━━ RECORDS PROVIDED ━━
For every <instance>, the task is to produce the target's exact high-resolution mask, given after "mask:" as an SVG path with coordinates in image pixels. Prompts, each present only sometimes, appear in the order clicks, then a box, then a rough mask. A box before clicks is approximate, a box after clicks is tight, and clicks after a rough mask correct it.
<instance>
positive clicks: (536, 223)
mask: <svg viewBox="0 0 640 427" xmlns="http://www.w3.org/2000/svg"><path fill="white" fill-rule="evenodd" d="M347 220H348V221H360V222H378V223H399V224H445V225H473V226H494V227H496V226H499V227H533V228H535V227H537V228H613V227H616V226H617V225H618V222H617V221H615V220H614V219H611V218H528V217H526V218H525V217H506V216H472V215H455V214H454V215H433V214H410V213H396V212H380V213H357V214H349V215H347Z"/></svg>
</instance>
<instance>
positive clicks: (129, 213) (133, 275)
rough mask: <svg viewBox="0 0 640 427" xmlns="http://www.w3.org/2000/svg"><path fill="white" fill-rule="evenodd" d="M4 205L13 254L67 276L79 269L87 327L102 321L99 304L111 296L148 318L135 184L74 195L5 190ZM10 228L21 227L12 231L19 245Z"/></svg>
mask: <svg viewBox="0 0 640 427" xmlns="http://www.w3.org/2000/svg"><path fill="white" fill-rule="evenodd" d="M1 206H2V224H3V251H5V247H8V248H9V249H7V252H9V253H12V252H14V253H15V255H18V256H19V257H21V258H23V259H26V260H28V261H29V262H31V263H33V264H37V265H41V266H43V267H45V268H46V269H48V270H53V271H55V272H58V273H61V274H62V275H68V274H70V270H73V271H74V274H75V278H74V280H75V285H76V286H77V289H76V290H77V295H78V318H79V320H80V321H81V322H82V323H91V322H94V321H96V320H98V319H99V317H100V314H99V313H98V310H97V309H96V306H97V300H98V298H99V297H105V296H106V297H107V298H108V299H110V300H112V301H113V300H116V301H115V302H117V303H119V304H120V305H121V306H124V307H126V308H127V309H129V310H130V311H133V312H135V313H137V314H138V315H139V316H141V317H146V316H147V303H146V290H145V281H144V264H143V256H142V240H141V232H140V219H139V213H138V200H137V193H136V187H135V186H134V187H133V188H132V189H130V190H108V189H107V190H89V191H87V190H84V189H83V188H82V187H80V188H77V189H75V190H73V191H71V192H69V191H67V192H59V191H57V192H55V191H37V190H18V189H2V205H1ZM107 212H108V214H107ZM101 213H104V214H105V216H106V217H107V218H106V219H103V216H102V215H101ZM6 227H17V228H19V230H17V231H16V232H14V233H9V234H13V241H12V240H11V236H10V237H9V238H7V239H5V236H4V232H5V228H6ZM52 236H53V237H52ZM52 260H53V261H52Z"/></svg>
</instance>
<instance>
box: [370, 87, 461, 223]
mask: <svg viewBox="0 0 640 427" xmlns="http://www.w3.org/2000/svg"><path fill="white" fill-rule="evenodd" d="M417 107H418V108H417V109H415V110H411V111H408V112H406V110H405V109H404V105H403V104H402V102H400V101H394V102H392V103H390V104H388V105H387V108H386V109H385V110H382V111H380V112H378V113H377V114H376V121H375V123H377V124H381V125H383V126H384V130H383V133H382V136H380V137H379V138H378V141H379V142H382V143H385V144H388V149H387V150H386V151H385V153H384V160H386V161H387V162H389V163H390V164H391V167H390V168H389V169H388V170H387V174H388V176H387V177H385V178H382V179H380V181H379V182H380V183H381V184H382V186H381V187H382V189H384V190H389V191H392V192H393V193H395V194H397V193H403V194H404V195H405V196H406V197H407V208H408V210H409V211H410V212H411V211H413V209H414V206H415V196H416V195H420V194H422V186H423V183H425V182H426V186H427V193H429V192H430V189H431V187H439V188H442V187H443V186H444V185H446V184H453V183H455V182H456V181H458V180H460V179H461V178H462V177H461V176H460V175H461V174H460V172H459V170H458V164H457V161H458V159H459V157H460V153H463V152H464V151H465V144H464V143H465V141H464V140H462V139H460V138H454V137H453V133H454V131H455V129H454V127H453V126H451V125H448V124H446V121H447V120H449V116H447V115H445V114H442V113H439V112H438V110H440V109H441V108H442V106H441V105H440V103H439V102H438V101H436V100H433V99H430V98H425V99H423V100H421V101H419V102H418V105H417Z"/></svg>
━━━
**WORK INSTRUCTIONS**.
Repeat each record exactly. Omit nothing.

**EXERCISE SOLUTION**.
For every <instance>, the task is to produce the target's exact high-resolution mask, given after "mask:" as an SVG path with coordinates in image pixels. Prompts, each present only sometimes, appear in the order clicks, then a box, then a rough mask. A box before clicks is approximate, a box after clicks is tight, and clicks after a rough mask correct it.
<instance>
positive clicks: (536, 223)
mask: <svg viewBox="0 0 640 427" xmlns="http://www.w3.org/2000/svg"><path fill="white" fill-rule="evenodd" d="M347 220H348V221H360V222H378V223H399V224H445V225H473V226H494V227H496V226H499V227H533V228H535V227H537V228H613V227H616V226H617V225H618V222H617V221H615V220H614V219H611V218H528V217H526V218H525V217H506V216H472V215H455V214H454V215H433V214H410V213H396V212H380V213H357V214H349V215H347Z"/></svg>
</instance>
<instance>
positive clicks: (129, 213) (133, 275)
rough mask: <svg viewBox="0 0 640 427" xmlns="http://www.w3.org/2000/svg"><path fill="white" fill-rule="evenodd" d="M4 205L13 254L67 276L79 269L87 327L102 321L99 304L111 296L148 318L135 184L74 195L5 190ZM10 228L21 227L12 231L19 245Z"/></svg>
mask: <svg viewBox="0 0 640 427" xmlns="http://www.w3.org/2000/svg"><path fill="white" fill-rule="evenodd" d="M1 206H2V224H3V251H5V247H8V248H9V249H7V252H9V253H12V252H14V253H15V255H18V256H19V257H21V258H23V259H26V260H28V261H29V262H31V263H33V264H37V265H41V266H43V267H45V268H46V269H48V270H53V271H55V272H58V273H61V274H62V275H68V274H70V270H73V271H74V274H75V278H74V280H75V285H76V286H77V289H76V290H77V295H78V318H79V320H80V321H81V322H82V323H91V322H94V321H96V320H98V319H99V317H100V314H99V313H98V310H97V309H96V306H97V300H98V298H99V297H105V296H106V297H107V298H108V299H110V300H112V301H113V300H116V301H115V302H117V303H119V304H120V305H121V306H124V307H126V308H127V309H129V310H130V311H133V312H135V313H137V314H138V315H139V316H141V317H146V316H147V303H146V290H145V281H144V264H143V256H142V240H141V232H140V219H139V213H138V200H137V193H136V187H135V186H134V187H133V188H132V189H130V190H108V189H107V190H89V191H87V190H84V189H83V188H82V187H80V188H77V189H75V190H73V191H71V192H69V191H67V192H59V191H57V192H55V191H37V190H18V189H2V205H1ZM107 212H108V214H107ZM101 213H104V214H105V216H106V217H107V218H106V219H103V216H102V215H101ZM6 227H17V228H19V230H17V231H16V232H14V233H9V234H13V241H12V240H11V236H10V237H9V238H7V239H5V236H4V232H5V228H6ZM52 236H53V237H52ZM52 260H53V261H52Z"/></svg>
</instance>
<instance>
box: [370, 87, 461, 223]
mask: <svg viewBox="0 0 640 427" xmlns="http://www.w3.org/2000/svg"><path fill="white" fill-rule="evenodd" d="M417 107H418V108H417V109H415V110H411V111H408V112H406V110H405V109H404V105H403V104H402V102H400V101H394V102H392V103H390V104H388V105H387V108H386V109H385V110H382V111H380V112H378V113H377V114H376V121H375V123H377V124H381V125H383V126H384V130H383V133H382V136H380V137H379V138H378V141H379V142H382V143H385V144H388V149H387V150H386V151H385V153H384V160H386V161H387V162H389V163H390V164H391V167H390V168H389V169H388V170H387V174H388V176H387V177H385V178H382V179H380V181H379V182H380V183H381V184H382V186H381V187H382V189H384V190H389V191H392V192H393V193H395V194H397V193H403V194H404V195H405V196H406V197H407V208H408V210H409V211H410V212H411V211H413V209H414V206H415V196H416V195H420V194H422V186H423V183H425V182H426V186H427V193H429V192H430V189H431V187H439V188H442V187H443V186H444V185H446V184H453V183H455V182H456V181H458V180H460V179H461V178H462V177H461V176H460V175H461V174H460V172H459V170H458V164H457V161H458V159H459V157H460V153H463V152H464V151H465V144H464V143H465V141H464V140H462V139H460V138H454V137H453V133H454V131H455V129H454V127H453V126H451V125H448V124H446V121H447V120H449V116H447V115H445V114H442V113H439V112H438V110H440V109H441V108H442V106H441V105H440V103H439V102H438V101H436V100H433V99H430V98H425V99H423V100H421V101H419V102H418V105H417Z"/></svg>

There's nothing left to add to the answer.